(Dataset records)
═══
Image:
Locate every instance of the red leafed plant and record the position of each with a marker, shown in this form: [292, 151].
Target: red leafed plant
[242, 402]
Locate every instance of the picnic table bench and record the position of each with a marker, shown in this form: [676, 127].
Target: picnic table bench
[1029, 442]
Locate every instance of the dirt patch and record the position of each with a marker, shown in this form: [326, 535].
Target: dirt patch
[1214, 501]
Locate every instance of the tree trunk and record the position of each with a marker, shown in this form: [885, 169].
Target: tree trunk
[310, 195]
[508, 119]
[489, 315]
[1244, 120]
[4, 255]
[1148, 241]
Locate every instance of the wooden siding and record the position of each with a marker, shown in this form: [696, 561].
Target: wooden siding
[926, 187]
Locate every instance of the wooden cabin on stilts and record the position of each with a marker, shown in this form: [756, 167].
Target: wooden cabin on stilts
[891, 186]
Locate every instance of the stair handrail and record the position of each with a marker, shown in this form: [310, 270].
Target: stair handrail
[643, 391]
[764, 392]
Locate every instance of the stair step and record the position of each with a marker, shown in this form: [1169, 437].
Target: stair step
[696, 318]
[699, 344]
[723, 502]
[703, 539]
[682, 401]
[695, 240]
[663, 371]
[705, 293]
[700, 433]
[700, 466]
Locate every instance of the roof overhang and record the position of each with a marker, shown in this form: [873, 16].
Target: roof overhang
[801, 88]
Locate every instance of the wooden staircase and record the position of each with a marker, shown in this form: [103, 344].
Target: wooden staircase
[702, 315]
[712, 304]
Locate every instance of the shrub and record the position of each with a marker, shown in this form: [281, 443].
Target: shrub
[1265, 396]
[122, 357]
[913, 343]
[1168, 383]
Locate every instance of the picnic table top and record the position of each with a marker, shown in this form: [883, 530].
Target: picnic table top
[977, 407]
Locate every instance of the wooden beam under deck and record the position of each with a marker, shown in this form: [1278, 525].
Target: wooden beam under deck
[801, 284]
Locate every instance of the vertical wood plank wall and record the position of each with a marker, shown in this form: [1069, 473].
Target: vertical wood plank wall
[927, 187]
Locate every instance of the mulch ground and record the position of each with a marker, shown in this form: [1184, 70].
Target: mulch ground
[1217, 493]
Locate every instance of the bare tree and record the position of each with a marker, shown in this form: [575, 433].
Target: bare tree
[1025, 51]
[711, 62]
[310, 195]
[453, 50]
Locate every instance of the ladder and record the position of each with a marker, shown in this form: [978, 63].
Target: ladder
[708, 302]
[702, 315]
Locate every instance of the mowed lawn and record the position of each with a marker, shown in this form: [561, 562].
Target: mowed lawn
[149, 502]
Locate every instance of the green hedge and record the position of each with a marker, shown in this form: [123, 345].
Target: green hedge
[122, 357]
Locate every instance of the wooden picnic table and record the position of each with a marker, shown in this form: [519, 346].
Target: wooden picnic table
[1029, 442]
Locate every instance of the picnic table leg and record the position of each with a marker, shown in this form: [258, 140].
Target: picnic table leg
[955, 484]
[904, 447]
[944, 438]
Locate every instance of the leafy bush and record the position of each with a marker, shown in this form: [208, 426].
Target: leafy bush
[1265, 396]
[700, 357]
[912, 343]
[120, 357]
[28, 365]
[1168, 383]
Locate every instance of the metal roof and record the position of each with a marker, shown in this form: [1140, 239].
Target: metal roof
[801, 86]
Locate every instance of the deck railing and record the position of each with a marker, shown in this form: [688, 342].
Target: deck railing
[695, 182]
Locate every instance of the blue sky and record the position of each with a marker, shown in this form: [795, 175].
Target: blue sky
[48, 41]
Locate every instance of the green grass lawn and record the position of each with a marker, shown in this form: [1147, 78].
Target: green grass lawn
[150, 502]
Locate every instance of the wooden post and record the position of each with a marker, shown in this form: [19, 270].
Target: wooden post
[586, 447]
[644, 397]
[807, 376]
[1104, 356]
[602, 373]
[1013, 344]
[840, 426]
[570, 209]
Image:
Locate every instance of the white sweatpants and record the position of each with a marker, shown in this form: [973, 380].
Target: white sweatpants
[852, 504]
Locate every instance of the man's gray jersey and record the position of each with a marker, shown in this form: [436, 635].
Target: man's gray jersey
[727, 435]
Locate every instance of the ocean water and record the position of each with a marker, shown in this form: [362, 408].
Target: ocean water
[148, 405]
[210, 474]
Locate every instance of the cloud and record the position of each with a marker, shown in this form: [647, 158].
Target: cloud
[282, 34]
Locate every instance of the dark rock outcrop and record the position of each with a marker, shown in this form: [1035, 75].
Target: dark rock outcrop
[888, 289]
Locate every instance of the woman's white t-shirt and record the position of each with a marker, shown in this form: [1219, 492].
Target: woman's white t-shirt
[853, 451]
═══
# What to do
Put every line of the records above into a numbered list, leaving out any blank lines.

# Task response
1. Image:
2. Locate every instance of the red leafed plant and record the position of each with a marker, shown in this form: [292, 151].
3. Target: red leafed plant
4. [242, 402]
5. Locate every instance of the picnic table bench and record the position of each with a marker, shown in this form: [676, 127].
6. Target: picnic table bench
7. [1029, 442]
8. Locate every instance of the dirt patch and record the position of each with a marker, shown in this form: [326, 535].
9. Target: dirt patch
10. [1214, 501]
11. Locate every instance of the tree trunk and record the position of each with a marker, shown in this form: [885, 169].
12. Target: tree trunk
13. [310, 195]
14. [508, 119]
15. [489, 315]
16. [1244, 120]
17. [4, 255]
18. [1148, 241]
19. Locate every instance of the wooden siding and record the position of each with a marker, shown in this form: [696, 561].
20. Target: wooden siding
21. [926, 187]
22. Locate every instance of the wooden cabin on stilts and record the position of each with a marker, shown in this form: [756, 167].
23. Target: wooden cabin on stilts
24. [891, 186]
25. Locate every instance of the stair handrail and record the position of each with a marker, shown in this form: [310, 270].
26. Target: stair handrail
27. [643, 391]
28. [764, 392]
29. Locate every instance of the stair step and record the position of each with a marker, shown in this form: [1169, 437].
30. Target: stair step
31. [696, 318]
32. [699, 344]
33. [723, 502]
34. [703, 539]
35. [682, 401]
36. [695, 240]
37. [663, 371]
38. [705, 293]
39. [700, 433]
40. [700, 466]
41. Locate every instance of the roof overhang and record the position of each with a marker, shown in this form: [873, 16].
42. Target: roof overhang
43. [801, 88]
44. Locate every instance of the wooden staircase and record the position of each with a marker, shown in this form: [103, 344].
45. Target: wooden staircase
46. [702, 315]
47. [712, 304]
48. Locate every instance of the shrub and record the position of each with a marker, shown in this form: [281, 443].
49. Target: shrub
50. [1265, 396]
51. [122, 357]
52. [913, 343]
53. [1168, 383]
54. Locate every instance of the picnic table top and record the position of each with a marker, shown in this form: [883, 530].
55. Target: picnic table top
56. [977, 407]
57. Locate every instance of the wooden beam under deck and record the position of each with a marker, shown in this form: [1278, 525].
58. Target: wooden beam under deck
59. [801, 284]
60. Locate every instance of the vertical wood plank wall and record the position of each with a marker, shown in this form: [1069, 473].
61. Target: vertical wood plank wall
62. [927, 187]
63. Locate every instance of the mulch ground and record the position of each with a marker, shown in this form: [1184, 70].
64. Target: mulch ground
65. [1217, 493]
66. Locate every instance of the bare tree and record the position of each with a marker, shown in this form: [575, 433].
67. Target: bare tree
68. [1025, 51]
69. [711, 62]
70. [310, 195]
71. [453, 50]
72. Locate every instance of the ladder and record the position of each with a marker, shown in this form: [978, 63].
73. Target: ladder
74. [708, 302]
75. [702, 315]
76. Locate every instance of the mowed lawn and record the position of each with a marker, shown in this form: [561, 562].
77. Target: mowed lawn
78. [149, 502]
79. Locate every instance of the green hedge and record the position of each with a marker, shown in this form: [123, 345].
80. Target: green hedge
81. [122, 357]
82. Locate every instance of the wooden picnic table and record the position of each with a marker, shown in this form: [519, 346].
83. Target: wooden picnic table
84. [1029, 442]
85. Locate every instance of the picnic table leg and record the position of each with a marker, shown in this form: [258, 140].
86. Target: picnic table leg
87. [955, 484]
88. [904, 447]
89. [944, 438]
90. Locate every instance of the leafy bush and record the position of each with a marker, shown in this form: [208, 426].
91. Target: leafy bush
92. [1265, 396]
93. [700, 357]
94. [912, 343]
95. [120, 357]
96. [28, 365]
97. [1168, 383]
98. Locate every instance of the metal roof and record the position of each with a marker, shown in this form: [1140, 239].
99. Target: metal roof
100. [801, 86]
101. Locate every instance of the deck railing and record the position of each with a marker, shown in this form: [688, 342].
102. Target: deck railing
103. [695, 182]
104. Locate every instance of the blue sky and record the position of each with a marker, shown in this form: [795, 175].
105. Target: blue sky
106. [48, 41]
107. Locate every instance of the green grass lawn and record the position of each with a marker, shown in this form: [1147, 78].
108. Target: green grass lawn
109. [150, 502]
110. Locate every instance of the wooden post and record the position of each with a marker, shown in this form: [19, 270].
111. Target: wooden post
112. [586, 447]
113. [644, 397]
114. [807, 376]
115. [1104, 356]
116. [602, 373]
117. [1013, 344]
118. [840, 426]
119. [570, 209]
120. Image:
121. Locate every instance of the white sweatpants and record the position of each with a marker, shown in this form: [973, 380].
122. Target: white sweatpants
123. [852, 504]
124. Locate every instance of the man's gray jersey and record the position of each with a marker, shown in this form: [436, 635].
125. Target: man's gray jersey
126. [727, 435]
127. Locate every instance of the ocean water and record the position of each with a marker, shown in this form: [362, 408].
128. Target: ocean water
129. [148, 405]
130. [210, 474]
131. Locate every instance of the cloud and record the position of each with a marker, shown in this form: [647, 158].
132. Target: cloud
133. [282, 34]
134. Locate every instance of the dark rock outcrop and record the position of each with a marker, shown in this form: [1035, 75].
135. Target: dark rock outcrop
136. [888, 289]
137. Locate every instance of the woman's white t-shirt and record the position of each with a marker, shown in this form: [1219, 492].
138. Target: woman's white t-shirt
139. [853, 451]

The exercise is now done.